Required work:
1 - Name every software application that the Adobe Lightroom passage mentions.
2 - Extend the passage on Adobe Lightroom, picking up after its final sentence.

Sunday, September 18, 2011

Adobe Lightroom

Adobe Lightroom is essentially a self-contained, standalone version of Adobe Camera Raw. Like Apple iPhoto and Aperture, images are imported into a library, but the image files themselves remain in their original locations. Adjustments are stored as metadata within the application’s database, while the files themselves remain unchanged. Multiple images are handled as a “project” rather than on an individual basis as they are in Photoshop. This makes processing in Lightroom extremely efficient.

Adjusted images can be “published” (exported with changes permanently applied) to Flickr, Facebook and SmugMug as well your hard drive or other media. You can print directly from ACR, and you can also build web pages and upload them to your own website.

Position identification records
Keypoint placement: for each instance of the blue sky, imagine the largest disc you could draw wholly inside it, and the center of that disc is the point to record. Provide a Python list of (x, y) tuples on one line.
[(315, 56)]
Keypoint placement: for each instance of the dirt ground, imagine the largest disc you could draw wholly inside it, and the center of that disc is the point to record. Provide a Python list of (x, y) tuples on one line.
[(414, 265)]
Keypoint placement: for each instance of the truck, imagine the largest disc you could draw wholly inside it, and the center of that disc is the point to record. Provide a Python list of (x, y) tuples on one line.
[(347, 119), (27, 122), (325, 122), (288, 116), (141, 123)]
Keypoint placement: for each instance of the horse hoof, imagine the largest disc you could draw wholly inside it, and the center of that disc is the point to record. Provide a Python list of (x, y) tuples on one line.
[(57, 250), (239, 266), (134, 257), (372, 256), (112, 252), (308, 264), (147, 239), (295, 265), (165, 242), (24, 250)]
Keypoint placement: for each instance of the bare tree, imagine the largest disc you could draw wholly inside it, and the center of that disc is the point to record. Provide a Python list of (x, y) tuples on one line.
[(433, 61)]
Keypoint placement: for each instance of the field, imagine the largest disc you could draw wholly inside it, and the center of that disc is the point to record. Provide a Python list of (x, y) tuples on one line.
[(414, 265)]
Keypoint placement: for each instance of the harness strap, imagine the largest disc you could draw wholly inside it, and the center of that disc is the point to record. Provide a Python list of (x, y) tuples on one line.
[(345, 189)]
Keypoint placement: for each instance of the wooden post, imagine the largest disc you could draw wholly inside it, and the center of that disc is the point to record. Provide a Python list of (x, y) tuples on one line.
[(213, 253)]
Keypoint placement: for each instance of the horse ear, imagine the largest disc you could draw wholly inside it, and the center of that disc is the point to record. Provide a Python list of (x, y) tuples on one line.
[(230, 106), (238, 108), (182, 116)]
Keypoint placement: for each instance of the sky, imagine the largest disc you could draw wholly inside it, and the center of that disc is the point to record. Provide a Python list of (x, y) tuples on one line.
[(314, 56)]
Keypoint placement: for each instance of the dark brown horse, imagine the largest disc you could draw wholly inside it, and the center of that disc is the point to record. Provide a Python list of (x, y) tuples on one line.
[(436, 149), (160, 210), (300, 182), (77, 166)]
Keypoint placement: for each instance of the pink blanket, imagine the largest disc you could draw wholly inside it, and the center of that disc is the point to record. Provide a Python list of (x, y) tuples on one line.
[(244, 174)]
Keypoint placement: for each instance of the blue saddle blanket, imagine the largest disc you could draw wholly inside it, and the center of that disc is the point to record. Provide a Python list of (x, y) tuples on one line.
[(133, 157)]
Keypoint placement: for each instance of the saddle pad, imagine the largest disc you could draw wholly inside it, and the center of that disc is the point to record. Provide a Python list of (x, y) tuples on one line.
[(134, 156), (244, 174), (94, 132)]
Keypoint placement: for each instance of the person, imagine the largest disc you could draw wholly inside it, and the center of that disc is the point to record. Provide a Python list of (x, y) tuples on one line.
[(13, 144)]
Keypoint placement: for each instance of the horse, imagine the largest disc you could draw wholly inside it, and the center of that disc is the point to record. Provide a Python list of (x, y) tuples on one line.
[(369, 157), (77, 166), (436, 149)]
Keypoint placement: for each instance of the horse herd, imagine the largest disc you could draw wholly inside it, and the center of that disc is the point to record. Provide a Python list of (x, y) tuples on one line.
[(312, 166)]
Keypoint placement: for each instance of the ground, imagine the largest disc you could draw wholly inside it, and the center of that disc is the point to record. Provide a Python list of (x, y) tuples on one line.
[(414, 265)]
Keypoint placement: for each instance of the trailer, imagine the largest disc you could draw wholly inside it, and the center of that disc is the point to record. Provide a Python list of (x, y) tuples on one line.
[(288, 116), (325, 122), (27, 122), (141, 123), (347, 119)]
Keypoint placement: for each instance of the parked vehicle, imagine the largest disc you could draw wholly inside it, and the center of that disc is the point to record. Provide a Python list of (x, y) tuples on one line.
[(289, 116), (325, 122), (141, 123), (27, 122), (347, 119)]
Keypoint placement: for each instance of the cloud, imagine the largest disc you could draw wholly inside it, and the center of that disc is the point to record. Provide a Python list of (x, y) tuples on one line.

Solved tasks:
1 - Adobe Lightroom, Adobe Camera Raw (ACR), Apple iPhoto, Aperture, Photoshop

2 -
Overall adjustments can be made to white balance, exposure, recovery, fill light, blacks, brightness, contrast clarity, vibrance, tone curve, HSL/Color/B&W, split toning, detail, lens corrections, vignetting, grain, and camera calibration. Images can be cropped, straightened, and retouched. Retouching includes spot removal and redeye correction. You can also apply a graduated filter

Some adjustments can also be brushed in, and these include exposure, brightness, contrast, saturation, clarity sharpness and color.

ACR is ideal for the photographer who does not need to combine images or perform pixel-level retouching.